Exercise A
Keep only the lines of the records that contain the word "white", treating uppercase and lowercase as different.

Source passage
Maury Z. Levy

The Selling of Mike Schmidt

In Business Philadelphia on September 16, 2009 at 11:44 am

How the Phillies’ all-time home run hero ended up being king of the hoagies.

By Maury Z. Levy

THE CHEERING HAS BEEN OVER FOR OVER A YEAR now. And the booing, that callous cacophony that alternately drove him to his best and drove him to the brink, is but a bitter memory. Now, out here in the real world where fair trade weighs heavier than foul balls, it is time for Mike Schmidt to wake up and smell the onions. Mike Schmidt, one of the best baseball players who ever lived, one of the greatest natural athletes in the history of sport, has had old number 20 retired, thank you very much, and is now selling hoagies in Richboro.

Exercise B
Reproduce the Mike Schmidt article word for word, from "The Selling of" up to and including "of the hoagies.".

Given records
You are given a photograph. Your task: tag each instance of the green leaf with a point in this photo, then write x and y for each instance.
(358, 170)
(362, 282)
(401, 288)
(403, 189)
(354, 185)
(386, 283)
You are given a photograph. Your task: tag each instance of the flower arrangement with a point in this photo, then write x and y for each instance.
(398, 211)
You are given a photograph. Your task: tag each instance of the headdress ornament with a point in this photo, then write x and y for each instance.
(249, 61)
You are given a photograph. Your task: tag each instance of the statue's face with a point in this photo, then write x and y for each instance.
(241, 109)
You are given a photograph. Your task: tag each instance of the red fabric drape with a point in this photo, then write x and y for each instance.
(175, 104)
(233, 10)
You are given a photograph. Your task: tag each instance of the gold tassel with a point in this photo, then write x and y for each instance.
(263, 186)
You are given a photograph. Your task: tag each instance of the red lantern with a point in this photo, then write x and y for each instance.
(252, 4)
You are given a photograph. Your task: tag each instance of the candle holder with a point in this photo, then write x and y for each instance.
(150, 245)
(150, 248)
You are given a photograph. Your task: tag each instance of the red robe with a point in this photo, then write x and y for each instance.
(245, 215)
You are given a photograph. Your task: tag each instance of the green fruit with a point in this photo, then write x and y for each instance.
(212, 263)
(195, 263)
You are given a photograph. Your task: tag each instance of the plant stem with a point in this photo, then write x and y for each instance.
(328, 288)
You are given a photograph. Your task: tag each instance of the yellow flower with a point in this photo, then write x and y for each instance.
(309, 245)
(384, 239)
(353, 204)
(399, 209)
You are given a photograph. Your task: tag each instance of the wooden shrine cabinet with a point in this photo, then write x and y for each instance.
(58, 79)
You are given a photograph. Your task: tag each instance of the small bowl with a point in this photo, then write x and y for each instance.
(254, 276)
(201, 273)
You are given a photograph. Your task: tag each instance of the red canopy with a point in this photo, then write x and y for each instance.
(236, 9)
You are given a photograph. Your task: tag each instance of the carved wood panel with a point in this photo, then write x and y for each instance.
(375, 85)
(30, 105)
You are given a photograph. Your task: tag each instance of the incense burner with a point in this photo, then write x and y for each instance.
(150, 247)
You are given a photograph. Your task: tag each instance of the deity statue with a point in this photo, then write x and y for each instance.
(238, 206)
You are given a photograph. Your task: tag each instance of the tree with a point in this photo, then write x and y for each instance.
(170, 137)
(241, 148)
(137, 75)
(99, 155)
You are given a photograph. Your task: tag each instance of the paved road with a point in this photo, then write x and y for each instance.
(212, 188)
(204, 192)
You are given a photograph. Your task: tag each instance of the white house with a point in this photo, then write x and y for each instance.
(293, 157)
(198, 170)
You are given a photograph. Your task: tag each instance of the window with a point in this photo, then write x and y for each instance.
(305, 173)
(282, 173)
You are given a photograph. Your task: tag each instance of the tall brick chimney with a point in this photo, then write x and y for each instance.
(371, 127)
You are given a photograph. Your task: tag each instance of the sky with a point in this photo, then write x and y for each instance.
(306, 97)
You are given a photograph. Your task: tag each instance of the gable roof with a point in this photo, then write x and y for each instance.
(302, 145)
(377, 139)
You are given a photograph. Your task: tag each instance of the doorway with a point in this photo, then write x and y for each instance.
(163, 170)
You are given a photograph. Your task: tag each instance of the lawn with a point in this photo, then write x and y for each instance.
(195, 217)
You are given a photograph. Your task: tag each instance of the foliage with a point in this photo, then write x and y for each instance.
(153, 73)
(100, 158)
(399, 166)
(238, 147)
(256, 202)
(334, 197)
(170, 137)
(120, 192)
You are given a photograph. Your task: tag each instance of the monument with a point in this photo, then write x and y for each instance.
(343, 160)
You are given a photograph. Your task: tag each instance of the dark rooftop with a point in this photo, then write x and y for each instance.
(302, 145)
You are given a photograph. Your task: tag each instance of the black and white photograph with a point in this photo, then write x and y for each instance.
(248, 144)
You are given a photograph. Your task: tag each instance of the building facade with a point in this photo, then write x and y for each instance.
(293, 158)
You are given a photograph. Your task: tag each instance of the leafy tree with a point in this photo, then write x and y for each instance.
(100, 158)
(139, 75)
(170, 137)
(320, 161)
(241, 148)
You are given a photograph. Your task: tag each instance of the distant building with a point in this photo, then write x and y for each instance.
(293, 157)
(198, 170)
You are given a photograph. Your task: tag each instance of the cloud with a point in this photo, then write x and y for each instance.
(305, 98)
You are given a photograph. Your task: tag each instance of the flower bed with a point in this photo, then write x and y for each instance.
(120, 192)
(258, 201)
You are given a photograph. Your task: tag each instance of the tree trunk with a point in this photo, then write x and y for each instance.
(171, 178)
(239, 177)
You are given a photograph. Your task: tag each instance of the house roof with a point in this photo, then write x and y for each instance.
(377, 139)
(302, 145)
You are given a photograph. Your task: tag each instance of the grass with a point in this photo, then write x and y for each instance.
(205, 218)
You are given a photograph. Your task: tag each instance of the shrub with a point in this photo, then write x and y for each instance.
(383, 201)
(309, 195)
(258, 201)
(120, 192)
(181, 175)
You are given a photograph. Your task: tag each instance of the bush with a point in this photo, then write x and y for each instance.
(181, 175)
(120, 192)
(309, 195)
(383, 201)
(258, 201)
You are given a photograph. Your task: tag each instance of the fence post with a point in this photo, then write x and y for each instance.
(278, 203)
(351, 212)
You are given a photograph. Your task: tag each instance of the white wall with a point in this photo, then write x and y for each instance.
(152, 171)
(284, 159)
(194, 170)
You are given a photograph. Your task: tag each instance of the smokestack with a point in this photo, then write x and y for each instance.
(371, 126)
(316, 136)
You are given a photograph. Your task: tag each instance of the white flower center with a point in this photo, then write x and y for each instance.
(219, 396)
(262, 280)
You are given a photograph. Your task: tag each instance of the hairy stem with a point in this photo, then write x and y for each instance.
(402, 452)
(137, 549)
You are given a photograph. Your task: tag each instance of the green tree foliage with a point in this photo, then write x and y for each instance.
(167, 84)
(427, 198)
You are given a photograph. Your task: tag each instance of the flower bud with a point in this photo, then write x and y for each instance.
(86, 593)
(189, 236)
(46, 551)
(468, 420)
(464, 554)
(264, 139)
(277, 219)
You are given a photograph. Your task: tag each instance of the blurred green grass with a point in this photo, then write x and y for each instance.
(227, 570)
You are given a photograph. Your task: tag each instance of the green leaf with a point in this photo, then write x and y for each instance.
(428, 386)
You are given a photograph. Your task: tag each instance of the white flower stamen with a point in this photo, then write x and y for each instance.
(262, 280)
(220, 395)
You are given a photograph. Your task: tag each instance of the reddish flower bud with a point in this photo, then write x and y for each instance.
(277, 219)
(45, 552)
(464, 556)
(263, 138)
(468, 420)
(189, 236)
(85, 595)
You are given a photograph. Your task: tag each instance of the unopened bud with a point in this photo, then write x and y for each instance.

Worked answer A
You are given a photograph. Your task: tag each instance of the white house with a point in this photo, then write x and y for each instance.
You are given a photograph. Your task: tag each instance of the black and white photograph with a point in this photo, then write x and y for each instance.
You are given a photograph. Your task: tag each instance of the white wall with a point in this photo, then write x and y for each instance.
You are given a photograph. Your task: tag each instance of the white flower center with a point in this photo, then write x and y for each instance.
You are given a photograph. Your task: tag each instance of the white flower stamen with a point in this photo, then write x and y for each instance.

Worked answer B
The Selling of Mike Schmidt

In Business Philadelphia on September 16, 2009 at 11:44 am

How the Phillies’ all-time home run hero ended up being king of the hoagies.